Data items
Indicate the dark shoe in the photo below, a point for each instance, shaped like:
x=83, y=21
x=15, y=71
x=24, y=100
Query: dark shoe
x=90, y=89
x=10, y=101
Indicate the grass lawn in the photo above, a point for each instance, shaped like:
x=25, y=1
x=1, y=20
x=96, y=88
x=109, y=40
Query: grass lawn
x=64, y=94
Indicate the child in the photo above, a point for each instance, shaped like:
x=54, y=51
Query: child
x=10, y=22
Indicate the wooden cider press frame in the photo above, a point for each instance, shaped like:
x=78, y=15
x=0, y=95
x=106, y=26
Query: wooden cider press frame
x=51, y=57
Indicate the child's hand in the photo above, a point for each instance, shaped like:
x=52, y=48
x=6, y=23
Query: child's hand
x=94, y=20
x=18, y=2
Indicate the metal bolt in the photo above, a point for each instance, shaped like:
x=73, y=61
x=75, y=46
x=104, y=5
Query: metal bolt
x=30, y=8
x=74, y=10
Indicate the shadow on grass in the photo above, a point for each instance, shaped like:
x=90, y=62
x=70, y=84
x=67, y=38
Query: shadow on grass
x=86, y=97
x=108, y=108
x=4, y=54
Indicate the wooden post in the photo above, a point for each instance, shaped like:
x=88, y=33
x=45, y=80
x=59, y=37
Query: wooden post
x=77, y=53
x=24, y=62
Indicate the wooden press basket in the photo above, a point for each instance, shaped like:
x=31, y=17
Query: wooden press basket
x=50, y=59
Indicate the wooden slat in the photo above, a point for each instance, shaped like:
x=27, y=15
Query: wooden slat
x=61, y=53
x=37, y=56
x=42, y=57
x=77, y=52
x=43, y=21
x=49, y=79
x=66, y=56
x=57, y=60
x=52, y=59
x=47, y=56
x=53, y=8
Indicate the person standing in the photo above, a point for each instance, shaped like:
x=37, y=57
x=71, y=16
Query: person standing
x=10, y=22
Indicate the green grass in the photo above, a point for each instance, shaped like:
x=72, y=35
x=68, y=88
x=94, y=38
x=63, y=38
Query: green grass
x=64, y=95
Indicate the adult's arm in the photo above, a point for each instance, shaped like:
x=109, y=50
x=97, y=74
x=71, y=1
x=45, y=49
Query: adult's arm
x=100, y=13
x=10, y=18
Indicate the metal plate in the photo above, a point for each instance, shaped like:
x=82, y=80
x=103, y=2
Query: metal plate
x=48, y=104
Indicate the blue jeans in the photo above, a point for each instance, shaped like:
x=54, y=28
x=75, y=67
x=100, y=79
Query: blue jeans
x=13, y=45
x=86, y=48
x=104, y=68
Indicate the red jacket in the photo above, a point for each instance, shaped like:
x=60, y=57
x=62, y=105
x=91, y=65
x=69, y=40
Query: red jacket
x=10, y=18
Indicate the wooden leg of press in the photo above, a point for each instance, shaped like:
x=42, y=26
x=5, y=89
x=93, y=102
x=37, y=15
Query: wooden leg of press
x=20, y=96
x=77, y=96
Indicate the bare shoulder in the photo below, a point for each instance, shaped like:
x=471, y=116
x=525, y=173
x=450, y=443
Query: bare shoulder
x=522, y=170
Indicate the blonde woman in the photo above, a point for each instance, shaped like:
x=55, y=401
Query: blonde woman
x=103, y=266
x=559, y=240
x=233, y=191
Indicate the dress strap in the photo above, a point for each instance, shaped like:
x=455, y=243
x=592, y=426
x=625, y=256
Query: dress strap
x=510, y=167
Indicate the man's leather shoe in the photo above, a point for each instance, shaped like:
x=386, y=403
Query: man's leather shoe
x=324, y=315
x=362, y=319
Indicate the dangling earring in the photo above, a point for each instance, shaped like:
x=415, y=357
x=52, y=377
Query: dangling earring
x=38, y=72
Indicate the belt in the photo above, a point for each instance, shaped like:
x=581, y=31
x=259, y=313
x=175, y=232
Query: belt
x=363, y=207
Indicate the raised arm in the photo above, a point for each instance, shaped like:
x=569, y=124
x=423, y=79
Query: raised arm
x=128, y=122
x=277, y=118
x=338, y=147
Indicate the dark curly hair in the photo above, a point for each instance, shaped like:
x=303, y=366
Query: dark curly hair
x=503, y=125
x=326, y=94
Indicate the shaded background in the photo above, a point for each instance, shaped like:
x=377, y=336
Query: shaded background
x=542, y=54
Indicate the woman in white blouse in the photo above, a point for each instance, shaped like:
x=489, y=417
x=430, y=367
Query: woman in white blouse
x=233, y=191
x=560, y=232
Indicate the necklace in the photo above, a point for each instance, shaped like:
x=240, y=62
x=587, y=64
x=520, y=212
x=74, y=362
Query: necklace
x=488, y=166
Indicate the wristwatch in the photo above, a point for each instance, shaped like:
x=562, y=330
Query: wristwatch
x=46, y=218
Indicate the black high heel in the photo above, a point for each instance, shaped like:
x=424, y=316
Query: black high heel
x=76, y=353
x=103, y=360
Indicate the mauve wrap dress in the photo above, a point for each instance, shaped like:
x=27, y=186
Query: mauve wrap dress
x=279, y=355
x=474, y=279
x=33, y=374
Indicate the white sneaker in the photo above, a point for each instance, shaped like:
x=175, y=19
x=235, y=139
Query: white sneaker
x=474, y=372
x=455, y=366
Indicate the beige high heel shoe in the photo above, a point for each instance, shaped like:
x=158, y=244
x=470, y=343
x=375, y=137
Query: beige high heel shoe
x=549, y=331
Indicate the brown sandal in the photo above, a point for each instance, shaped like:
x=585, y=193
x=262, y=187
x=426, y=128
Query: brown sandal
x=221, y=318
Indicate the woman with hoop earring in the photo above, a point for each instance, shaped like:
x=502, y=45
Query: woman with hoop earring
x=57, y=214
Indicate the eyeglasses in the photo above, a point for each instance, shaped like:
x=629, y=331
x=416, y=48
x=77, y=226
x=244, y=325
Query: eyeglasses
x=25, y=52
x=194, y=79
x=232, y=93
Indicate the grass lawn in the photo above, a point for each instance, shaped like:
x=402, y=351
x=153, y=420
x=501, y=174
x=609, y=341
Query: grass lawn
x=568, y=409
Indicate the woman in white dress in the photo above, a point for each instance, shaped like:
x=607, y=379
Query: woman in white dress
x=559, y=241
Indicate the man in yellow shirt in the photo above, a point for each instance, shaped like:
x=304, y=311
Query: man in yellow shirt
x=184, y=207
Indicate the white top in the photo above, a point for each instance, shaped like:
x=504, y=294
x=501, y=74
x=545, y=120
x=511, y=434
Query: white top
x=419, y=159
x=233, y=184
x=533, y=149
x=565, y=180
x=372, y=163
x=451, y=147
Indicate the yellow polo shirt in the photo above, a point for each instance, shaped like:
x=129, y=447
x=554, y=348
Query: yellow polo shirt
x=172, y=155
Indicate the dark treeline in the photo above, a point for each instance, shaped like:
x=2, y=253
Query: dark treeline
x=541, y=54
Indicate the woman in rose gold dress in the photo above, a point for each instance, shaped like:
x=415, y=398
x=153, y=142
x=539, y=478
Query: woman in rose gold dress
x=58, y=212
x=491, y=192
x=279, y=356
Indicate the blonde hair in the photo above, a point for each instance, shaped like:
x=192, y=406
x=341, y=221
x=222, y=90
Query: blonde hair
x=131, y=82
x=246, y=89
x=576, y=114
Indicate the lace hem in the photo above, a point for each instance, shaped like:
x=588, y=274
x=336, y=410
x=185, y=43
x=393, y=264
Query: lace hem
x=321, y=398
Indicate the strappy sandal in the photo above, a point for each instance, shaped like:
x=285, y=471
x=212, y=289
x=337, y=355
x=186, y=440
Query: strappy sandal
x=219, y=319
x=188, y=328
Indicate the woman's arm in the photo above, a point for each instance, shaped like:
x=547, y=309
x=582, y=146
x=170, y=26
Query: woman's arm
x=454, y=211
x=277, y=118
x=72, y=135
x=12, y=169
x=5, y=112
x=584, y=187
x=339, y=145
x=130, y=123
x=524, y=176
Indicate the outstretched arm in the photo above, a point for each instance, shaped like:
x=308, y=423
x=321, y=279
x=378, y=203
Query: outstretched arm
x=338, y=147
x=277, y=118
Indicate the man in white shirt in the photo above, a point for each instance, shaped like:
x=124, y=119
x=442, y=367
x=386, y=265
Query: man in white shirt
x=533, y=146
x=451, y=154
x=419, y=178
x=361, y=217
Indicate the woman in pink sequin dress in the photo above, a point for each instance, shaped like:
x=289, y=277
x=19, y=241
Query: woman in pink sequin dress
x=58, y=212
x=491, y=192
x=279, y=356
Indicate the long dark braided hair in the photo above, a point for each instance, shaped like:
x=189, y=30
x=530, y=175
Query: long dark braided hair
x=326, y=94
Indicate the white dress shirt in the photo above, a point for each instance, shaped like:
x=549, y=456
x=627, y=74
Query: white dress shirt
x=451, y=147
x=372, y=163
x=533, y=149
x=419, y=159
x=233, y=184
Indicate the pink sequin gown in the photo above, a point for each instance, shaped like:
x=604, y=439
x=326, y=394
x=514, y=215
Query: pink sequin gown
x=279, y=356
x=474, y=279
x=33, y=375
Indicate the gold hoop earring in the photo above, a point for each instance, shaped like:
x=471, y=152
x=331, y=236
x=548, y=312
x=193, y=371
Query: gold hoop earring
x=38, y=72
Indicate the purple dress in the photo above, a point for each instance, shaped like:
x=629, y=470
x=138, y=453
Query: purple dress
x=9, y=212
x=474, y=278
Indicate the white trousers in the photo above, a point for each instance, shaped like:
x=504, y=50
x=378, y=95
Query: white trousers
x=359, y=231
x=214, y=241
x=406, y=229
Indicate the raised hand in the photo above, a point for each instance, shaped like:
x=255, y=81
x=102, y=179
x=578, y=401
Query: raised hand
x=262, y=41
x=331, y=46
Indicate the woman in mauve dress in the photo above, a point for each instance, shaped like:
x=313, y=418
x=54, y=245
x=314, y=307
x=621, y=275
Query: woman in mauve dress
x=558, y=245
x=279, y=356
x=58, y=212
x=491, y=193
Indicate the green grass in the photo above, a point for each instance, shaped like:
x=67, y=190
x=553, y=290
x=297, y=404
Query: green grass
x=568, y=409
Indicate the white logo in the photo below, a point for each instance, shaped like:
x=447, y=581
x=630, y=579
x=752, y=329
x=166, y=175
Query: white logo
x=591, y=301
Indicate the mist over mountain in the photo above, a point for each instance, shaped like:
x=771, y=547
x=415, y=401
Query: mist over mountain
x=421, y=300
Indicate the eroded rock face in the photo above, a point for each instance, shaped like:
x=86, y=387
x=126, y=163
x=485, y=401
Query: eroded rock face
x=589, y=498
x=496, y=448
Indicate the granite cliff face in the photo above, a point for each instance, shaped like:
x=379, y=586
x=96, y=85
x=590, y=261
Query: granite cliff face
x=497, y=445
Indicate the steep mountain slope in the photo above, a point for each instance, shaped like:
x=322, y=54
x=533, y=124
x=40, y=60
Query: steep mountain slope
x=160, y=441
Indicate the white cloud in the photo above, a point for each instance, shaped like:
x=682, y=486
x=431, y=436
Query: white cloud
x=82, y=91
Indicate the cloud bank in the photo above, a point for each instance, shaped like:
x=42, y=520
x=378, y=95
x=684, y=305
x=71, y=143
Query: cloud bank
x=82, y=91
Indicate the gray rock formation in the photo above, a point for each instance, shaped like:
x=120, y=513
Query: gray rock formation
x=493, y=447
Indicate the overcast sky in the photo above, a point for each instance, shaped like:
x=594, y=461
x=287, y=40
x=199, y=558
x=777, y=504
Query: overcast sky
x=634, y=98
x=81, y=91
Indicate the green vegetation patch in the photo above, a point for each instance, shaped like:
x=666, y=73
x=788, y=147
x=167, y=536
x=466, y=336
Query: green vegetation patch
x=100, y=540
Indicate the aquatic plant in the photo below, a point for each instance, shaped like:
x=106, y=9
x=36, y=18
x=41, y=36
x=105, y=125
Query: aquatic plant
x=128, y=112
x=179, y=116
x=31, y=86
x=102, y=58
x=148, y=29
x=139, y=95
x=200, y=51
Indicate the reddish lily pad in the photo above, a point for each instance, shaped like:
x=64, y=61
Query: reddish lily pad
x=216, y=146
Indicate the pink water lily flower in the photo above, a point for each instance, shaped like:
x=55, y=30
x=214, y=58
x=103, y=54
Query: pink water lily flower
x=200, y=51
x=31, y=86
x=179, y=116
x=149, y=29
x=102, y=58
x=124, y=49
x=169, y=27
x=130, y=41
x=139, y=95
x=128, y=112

Assignment:
Say how many lines of the data include the word "below". Respond with the number alone.

Written response:
4